TASK INPUTS =>
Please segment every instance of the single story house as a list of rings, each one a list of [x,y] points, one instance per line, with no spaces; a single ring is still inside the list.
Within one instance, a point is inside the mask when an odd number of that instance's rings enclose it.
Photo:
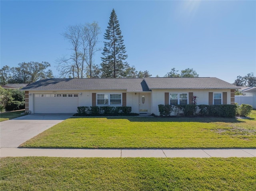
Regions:
[[[76,113],[79,106],[128,106],[159,114],[160,104],[234,104],[239,88],[214,77],[49,79],[29,84],[25,108],[32,113]]]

THE TASK => Please arrange the lines above as a Markdown table with the columns Row and Line, numbering each row and omitting blank lines. Leave the pictures out of your answer.

COMPLETED TASK =>
| Row | Line |
|---|---|
| 1 | Please segment every instance of the single story house as a list of rings, each one a list of [x,y] points, one instance per line, with no spaces; a single ring is still inside the list. |
| 2 | Within one instance, a point is inside the mask when an odd number of that instance's rings enclose it. |
| 3 | Photo: |
| 4 | Regions: |
| 5 | [[[76,113],[79,106],[128,106],[159,114],[160,104],[234,104],[239,88],[214,77],[49,79],[29,84],[25,108],[32,113]]] |